# [What you should do]
Restate the entries word for word, omitting nothing.

# [Items from a data source]

━━━━━━━━━━

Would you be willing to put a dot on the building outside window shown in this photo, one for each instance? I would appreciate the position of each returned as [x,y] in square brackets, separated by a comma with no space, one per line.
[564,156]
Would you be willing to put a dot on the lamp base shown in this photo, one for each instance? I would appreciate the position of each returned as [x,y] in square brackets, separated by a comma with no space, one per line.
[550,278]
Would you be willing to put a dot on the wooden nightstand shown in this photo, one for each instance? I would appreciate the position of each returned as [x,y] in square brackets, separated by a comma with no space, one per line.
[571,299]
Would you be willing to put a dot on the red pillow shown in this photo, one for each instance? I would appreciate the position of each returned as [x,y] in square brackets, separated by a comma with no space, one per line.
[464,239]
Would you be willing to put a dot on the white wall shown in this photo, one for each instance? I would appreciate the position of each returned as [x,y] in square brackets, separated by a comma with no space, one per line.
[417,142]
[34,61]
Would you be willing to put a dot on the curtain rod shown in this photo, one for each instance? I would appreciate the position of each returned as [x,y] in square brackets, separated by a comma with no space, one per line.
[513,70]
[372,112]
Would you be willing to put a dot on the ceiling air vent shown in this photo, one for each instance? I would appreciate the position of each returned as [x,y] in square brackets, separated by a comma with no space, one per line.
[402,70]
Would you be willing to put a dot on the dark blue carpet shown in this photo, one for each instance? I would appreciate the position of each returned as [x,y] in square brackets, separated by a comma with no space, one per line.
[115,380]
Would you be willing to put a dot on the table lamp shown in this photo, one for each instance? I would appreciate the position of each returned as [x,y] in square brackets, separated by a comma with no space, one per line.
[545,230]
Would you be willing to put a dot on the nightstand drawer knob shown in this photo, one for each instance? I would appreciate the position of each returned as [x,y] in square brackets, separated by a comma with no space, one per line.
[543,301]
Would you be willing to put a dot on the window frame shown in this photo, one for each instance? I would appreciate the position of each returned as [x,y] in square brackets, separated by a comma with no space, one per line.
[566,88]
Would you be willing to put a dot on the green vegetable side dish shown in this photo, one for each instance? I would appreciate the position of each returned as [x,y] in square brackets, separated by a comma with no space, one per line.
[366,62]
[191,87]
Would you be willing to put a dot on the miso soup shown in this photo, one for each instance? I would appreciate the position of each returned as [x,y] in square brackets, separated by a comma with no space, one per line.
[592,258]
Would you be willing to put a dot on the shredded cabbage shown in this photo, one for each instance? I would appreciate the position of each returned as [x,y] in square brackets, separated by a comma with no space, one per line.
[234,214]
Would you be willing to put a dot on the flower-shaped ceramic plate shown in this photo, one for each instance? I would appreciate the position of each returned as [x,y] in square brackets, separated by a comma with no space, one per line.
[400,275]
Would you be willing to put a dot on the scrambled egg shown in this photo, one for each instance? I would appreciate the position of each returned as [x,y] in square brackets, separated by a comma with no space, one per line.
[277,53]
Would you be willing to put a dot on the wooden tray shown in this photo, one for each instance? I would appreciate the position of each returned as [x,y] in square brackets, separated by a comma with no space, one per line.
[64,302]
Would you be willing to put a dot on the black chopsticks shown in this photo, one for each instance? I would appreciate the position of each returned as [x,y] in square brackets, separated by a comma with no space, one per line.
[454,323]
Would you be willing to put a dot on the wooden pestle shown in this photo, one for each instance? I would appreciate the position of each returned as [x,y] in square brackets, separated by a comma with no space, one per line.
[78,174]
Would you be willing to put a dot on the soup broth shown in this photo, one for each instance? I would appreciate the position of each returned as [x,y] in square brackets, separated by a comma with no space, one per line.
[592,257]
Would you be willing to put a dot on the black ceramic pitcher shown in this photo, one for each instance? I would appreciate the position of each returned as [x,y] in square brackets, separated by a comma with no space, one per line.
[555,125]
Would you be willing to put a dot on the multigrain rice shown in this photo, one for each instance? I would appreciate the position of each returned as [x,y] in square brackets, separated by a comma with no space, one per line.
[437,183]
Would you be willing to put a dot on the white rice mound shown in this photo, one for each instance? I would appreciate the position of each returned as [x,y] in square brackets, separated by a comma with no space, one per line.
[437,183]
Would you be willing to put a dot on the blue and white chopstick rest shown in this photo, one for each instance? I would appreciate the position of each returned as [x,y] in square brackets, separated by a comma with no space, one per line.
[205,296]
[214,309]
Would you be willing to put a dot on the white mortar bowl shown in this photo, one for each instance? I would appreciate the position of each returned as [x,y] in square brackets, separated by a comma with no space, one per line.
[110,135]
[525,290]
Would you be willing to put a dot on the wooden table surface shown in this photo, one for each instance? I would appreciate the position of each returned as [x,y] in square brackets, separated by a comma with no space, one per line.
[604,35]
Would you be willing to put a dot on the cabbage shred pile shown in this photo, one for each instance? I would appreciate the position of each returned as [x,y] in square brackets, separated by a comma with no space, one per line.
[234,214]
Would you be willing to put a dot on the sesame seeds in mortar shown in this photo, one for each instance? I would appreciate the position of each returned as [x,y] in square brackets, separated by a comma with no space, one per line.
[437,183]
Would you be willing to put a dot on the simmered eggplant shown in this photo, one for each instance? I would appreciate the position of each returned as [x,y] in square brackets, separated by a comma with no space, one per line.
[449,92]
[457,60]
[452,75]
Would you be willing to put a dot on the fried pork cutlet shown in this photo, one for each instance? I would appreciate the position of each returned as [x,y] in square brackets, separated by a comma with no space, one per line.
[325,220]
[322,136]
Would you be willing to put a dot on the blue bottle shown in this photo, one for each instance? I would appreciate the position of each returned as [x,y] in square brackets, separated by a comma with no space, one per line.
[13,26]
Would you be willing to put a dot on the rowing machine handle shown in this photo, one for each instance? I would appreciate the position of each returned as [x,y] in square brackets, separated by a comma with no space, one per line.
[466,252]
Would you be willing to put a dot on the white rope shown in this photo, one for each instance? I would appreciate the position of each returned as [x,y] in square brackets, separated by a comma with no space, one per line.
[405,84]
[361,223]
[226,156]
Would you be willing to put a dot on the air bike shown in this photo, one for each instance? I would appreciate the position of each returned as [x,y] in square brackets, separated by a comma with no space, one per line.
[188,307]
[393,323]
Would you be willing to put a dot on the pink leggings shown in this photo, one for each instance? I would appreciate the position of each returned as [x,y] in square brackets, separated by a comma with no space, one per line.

━━━━━━━━━━

# [Reply to the exercise]
Would you be willing to put a dot on the building outside window shown in this photo, one for each instance? I would appreciate the position of each returned as [x,y] in square brackets, separated by a comma with no space, one per line.
[564,156]
Would you be willing to put a dot on the lamp base shown in this photo, one for each instance? I would appreciate the position of each returned as [x,y] in square brackets, separated by a comma with no space, one per line.
[550,278]
Would you be willing to put a dot on the wooden nightstand shown in this photo, one for each instance? I would appreciate the position of each returned as [x,y] in square brackets, separated by a comma with no space, one per line.
[571,299]
Would you be willing to put a dot on the red pillow shown in this photo, one for each instance? I would appreciate the position of each returned as [x,y] in square brackets, separated by a comma with no space, one per line.
[464,239]
Would you be willing to put a dot on the white wall shown in this photo, one for each instance? I would appreciate the position of each returned as [x,y] in square brackets, separated by a comma with no space, one per line.
[417,142]
[34,61]
Would you be willing to put a dot on the curtain rod shown in this photo, one for each instance? I would appreciate the position of each returned as [x,y] in square brackets, separated by a comma with no space, one per line.
[513,70]
[372,112]
Would you be willing to put a dot on the ceiling air vent shown in this photo, one for each instance? I would appreciate the position of each returned as [x,y] in square brackets, separated by a comma with no space, one per line.
[402,70]
Would you be willing to put a dot on the dark blue carpet shown in this photo, one for each instance? I would appreciate the position of each returned as [x,y] in square brackets, separated by a comma with no space, one per line.
[115,380]
Would you be willing to put a dot on the table lamp shown in this photo, one for each instance? I would appreciate the position of each returned as [x,y] in square brackets, separated by a comma with no space, one per line.
[545,230]
Would you be willing to put a dot on the nightstand drawer knob shown in this photo, one for each instance? I would appreciate the position of each returned as [x,y] in square brackets, separated by a comma with no space, one per line.
[543,301]
Would you be willing to put a dot on the window frame shown in this photo, one for each instance? I would appreciate the position of each returned as [x,y] in square brackets, separated by a comma with no space, one per line.
[566,88]
Would you be willing to put a dot on the green vegetable side dish shown in this photo, one for each instance? I would appreciate the position of each returned as [x,y] in square brackets, separated by a comma with no space, one per line.
[366,62]
[191,87]
Would you be willing to put a dot on the miso soup shown in this photo, one for each instance? I would appreciate the position of each returned as [x,y] in square brackets, separated by a comma with no space, one per line.
[592,258]
Would you be willing to put a dot on the shredded cabbage shown in this photo, one for each instance? I would appreciate the position of each returned as [x,y] in square brackets, separated by a comma with no space, one per line.
[234,214]
Would you be willing to put a dot on the flower-shaped ceramic plate shown in this photo, one for each instance? I would appreciate the position of each returned as [x,y] in square brackets, separated by a comma with no space, one per line.
[400,275]
Would you be willing to put a dot on the scrambled egg shown in this photo, one for each instance? I would appreciate the position of each returned as [x,y] in square brackets, separated by a comma with no space, one per line.
[277,53]
Would you be willing to put a dot on the wooden tray shown in this photo, one for each instance? I would appreciate the position of each returned as [x,y] in square brackets, separated by a comma with no space, one per line.
[64,302]
Would you be willing to put a dot on the black chopsticks shown in this photo, one for each instance? I would appreciate the position of each returned as [x,y] in square brackets, separated by a comma with no space, one per line.
[454,323]
Would you be willing to put a dot on the wooden pestle shown in this photo, one for each instance? I would appreciate the position of each returned as [x,y] in square brackets, separated by a comma with no space, one per line.
[78,174]
Would you be willing to put a dot on the soup broth shown in this photo, one for each instance? I would appreciate the position of each returned as [x,y] in square brackets, separated by a comma with no space, one per line.
[592,257]
Would you be willing to put a dot on the black ceramic pitcher shown in this photo, one for each instance? I would appreciate the position of each returned as [x,y] in square brackets, separated by a comma with no space, one per line.
[555,125]
Would you be willing to put a dot on the multigrain rice shown in this photo, one for each instance? I would appreciate the position of each returned as [x,y] in square brackets, separated by a comma with no space, one per line.
[437,183]
Would you be willing to put a dot on the white rice mound shown in this photo, one for each instance? I would appreciate the position of each returned as [x,y] in square brackets, separated by a comma with no space, one per line.
[437,183]
Would you be willing to put a dot on the blue and white chopstick rest shown in this photo, one for each instance? I would appreciate the position of each returned as [x,y] in square brackets, separated by a comma with no space, one per line.
[205,296]
[214,309]
Would you be willing to put a dot on the white mortar bowl shown in this photo, one for each instance? I would appreciate the position of each returned as [x,y] in square brackets, separated by a comma with no space, one per line.
[110,135]
[525,290]
Would you be willing to put a dot on the wooden table surface shown in this photo, one for each instance? I would appreciate the position of each returned as [x,y] in square brackets, separated by a comma with no space, one per line.
[604,35]
Would you be willing to put a dot on the cabbage shred pile shown in this photo, one for each instance? I would appreciate the position of each returned as [x,y] in square brackets, separated by a comma with no space, one per line.
[234,214]
Would you be willing to put a dot on the sesame seeds in mortar shown in this photo, one for each instance? I would appreciate the position of each returned as [x,y] in square brackets, separated by a comma with no space, one per line.
[437,183]
Would you be willing to put a dot on the simmered eggplant shown in this photo, one for each instance? I would appreciate the position of each returned as [x,y] in square brackets, separated by a comma with no space, one per line.
[449,92]
[457,60]
[452,75]
Would you be willing to put a dot on the fried pork cutlet shown in this photo, one for each instance? I would appreciate the position of each returned as [x,y] in square brackets, separated by a comma with no space, one per line.
[325,220]
[322,136]
Would you be willing to put a dot on the blue bottle shown in this photo, one for each instance? I would appreciate the position of each returned as [x,y] in square brackets, separated by a comma with no space, one per line.
[13,26]
Would you be willing to put a dot on the rowing machine handle shown in this photo, one for each instance? I would appreciate the position of each returned as [x,y] in square brackets, separated by a comma with no space, one per line.
[466,252]
Would you be willing to put a dot on the white rope shown in this photo, one for each instance? I would appreciate the position of each returned as [x,y] in square brackets, separated by a comma with no space, one per line.
[405,84]
[361,223]
[226,156]
Would you be willing to put a dot on the air bike shown in this photo, one for each instance? I would appreciate the position of each returned as [x,y] in square brackets, separated by a comma with no space, one per line.
[188,307]
[393,323]
Would you be willing to put a dot on the pink leggings shown in this photo, one for each instance? I would appreciate the position of each returned as [x,y] in square brackets, separated by a comma with no space, one per line.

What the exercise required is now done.